PAGE EXCERPT:
=== Begin Enclosure ===
Guided by anthropologist Estuardo Zapeta, I verified this in Guatemala with the indigenous Cachikeles. Half of the ethnic group had converted to Protestantism in one of its evangelical variants that called for the rejection of alcohol and better work habits. By a large margin, those who had remained Catholic did a lot better.
In some way, César adheres to Max Weber's theory as published in 1905 in The Ethics of Protestantism and the Spirit of Capitalism. César's ideas can be read in the website of the Inter-American Institute for Democracy. Weber's ideas are based -- fundamentally though not solely -- on an examination of Calvinism and its cult of asceticism, austerity and the search for enrichment as a sign of salvation.

However, as we know, what we call Protestantism has a theological origin: the revolt against Pope Leo X over his sale of indulgences intended to reduce or eliminate the years in purgatory.

The Pope, a refined Medici, wanted to build St. Peter's Basilica and needed a large sum of money, so he started peddling the possibility of speeding up the journey to heaven. He organized a sort of marketing campaign, assigning his finest prelates to handle the business.

Disgusted by the ridiculous swindle (which wasn't new to the Church), Martin Luther, very much within scholastic tradition, published his 95 theses to "dispute" the Papal practice and, above all, to question the control of the not-so-Holy Father over purgatory, that stage (today no longer in Catholicism) where souls were punished for the sins committed in life before they could enter heaven. Thesis 82, for example, asked a logical question: If the Pope has dominion over purgatory, why doesn't he empty it once and for all?
=== End Enclosure ===
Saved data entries
=== Begin Enclosure ===
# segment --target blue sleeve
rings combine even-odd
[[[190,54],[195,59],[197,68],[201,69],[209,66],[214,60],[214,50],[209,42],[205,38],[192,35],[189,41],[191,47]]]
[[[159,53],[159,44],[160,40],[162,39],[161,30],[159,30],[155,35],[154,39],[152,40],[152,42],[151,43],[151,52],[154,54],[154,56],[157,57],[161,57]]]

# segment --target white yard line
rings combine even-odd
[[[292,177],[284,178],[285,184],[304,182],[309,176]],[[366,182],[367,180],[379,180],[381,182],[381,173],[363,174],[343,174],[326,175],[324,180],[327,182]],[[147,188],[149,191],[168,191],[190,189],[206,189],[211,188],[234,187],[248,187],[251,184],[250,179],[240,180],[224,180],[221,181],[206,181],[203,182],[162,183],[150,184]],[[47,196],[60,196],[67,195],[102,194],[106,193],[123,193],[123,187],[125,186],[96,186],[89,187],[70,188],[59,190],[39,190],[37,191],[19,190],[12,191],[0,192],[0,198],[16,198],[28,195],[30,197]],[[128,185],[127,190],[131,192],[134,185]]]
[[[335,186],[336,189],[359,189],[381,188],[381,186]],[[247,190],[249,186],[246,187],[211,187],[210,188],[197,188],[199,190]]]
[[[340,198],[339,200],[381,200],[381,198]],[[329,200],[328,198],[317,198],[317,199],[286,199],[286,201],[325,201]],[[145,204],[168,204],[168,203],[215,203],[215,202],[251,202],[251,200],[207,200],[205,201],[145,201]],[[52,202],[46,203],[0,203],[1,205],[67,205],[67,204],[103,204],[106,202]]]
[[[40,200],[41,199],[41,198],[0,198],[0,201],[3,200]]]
=== End Enclosure ===
ACTION ITEM:
Answer these questions about the page excerpt.
(a) In what year was Max Weber's theory published?
(b) Against which pope was the revolt that gave Protestantism its theological origin?
(c) What did that pope want to build?
Rely only on the page excerpt, not on the listing.

YOUR SOLUTION:
(a) 1905
(b) Pope Leo X
(c) St. Peter's Basilica